Passage provided:

+++

In 1882, the wooden pilothouse in the bow of all four Pennsylvania class ships was replaced with an iron one for safety reasons.

In 1883–84, inspections revealed that all four Pennsylvania class ships required immediate maintenance to their hulls, which needed strengthening. The repairs were carried out at a cost of $25,000 per vessel, but the additional costs probably contributed to the Pennsylvania Railroad's decision to wind up the American Steamship Company, which because of the after effects of the 1873 panic had always struggled to make a profit. With the demise of the ASC, Indiana and her three sister ships were transferred to management of the PRR's other shipping line, the Red Star Line, but Indiana continued to service her familiar Liverpool–Philadelphia route.

In March 1889, Indiana made a single Antwerp to New York voyage under charter to the Red Star Line, one of apparently only a handful of transatlantic crossings by the vessel that were not made on the Liverpool-Philadelphia route.

Indiana had a major refit with the installation of a triple-expansion steam engine to replace her original compound steam engine in 1891. The new engine, built and installed by James Howell of Glasgow, was smaller, allowing for more cargo space, and was more economical to run. At the same time, she was refitted to accommodate only intermediate and third class passengers.

In 1892, Indiana made a voyage to Czarist Russia with a cargo of grain destined for famine relief. The relief voyage was a result of the sympathetic relationship that had built up between Russia and Philadelphia via warship contracts awarded by the Russian Navy to the shipyard of William Cramp & Sons, which had kept the Philadelphian waterfront busy during an economic downturn.

+++

Available data:
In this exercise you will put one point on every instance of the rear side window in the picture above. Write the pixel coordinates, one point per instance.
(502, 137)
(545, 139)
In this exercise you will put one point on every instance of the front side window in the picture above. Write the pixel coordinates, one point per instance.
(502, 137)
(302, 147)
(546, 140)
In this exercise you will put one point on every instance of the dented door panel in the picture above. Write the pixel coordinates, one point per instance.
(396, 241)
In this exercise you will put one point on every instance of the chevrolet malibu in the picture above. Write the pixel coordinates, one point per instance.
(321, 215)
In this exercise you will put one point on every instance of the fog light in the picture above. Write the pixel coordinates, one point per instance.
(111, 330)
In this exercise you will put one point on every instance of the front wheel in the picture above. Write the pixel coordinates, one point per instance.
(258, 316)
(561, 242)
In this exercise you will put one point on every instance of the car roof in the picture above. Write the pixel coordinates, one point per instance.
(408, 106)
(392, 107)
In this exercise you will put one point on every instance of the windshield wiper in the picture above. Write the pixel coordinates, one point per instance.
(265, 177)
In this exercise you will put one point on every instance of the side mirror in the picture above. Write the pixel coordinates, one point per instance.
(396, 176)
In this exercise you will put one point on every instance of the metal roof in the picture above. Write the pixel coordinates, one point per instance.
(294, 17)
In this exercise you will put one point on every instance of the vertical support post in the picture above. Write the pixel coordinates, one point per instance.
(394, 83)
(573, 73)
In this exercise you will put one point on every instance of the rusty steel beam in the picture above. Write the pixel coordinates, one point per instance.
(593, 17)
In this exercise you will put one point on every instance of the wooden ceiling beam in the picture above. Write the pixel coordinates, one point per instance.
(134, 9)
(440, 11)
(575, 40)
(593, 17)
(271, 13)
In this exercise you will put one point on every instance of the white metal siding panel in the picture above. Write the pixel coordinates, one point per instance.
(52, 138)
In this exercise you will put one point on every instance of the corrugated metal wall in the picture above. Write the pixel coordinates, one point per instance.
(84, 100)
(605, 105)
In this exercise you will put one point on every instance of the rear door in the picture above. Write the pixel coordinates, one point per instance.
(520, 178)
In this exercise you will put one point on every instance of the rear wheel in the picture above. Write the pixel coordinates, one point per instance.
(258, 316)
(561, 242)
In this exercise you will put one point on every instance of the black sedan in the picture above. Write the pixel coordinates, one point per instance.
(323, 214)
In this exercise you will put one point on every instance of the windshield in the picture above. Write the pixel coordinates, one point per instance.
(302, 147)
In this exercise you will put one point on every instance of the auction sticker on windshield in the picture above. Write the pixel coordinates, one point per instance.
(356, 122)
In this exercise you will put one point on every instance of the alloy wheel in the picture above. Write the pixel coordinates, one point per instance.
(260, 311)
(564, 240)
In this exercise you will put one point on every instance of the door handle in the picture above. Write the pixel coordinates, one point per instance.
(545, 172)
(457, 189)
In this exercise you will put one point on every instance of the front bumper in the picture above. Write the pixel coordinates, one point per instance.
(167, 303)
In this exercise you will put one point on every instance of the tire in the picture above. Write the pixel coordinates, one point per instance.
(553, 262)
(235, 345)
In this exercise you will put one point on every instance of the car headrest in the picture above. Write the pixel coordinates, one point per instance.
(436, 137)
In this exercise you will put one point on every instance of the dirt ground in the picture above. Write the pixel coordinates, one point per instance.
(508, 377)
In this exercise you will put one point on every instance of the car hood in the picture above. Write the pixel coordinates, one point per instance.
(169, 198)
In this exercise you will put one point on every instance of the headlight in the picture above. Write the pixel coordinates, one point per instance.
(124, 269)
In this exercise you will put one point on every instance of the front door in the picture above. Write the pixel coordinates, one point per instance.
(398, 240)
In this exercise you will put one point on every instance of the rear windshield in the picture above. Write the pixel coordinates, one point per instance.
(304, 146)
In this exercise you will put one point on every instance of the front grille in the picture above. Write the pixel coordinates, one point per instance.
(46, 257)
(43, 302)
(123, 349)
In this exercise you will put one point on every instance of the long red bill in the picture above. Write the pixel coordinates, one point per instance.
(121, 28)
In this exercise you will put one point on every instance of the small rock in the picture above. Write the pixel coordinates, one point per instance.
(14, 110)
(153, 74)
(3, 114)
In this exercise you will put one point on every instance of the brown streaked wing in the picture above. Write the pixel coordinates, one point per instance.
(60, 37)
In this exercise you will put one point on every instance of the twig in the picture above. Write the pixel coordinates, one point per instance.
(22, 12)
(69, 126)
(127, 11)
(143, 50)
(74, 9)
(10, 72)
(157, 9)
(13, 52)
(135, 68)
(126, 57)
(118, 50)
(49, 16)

+++

Copy the stretch from "Indiana had a" through "third class passengers." in the passage about the steamship Indiana, word for word. The material that comes after the text is separate from it.

Result of the exercise:
Indiana had a major refit with the installation of a triple-expansion steam engine to replace her original compound steam engine in 1891. The new engine, built and installed by James Howell of Glasgow, was smaller, allowing for more cargo space, and was more economical to run. At the same time, she was refitted to accommodate only intermediate and third class passengers.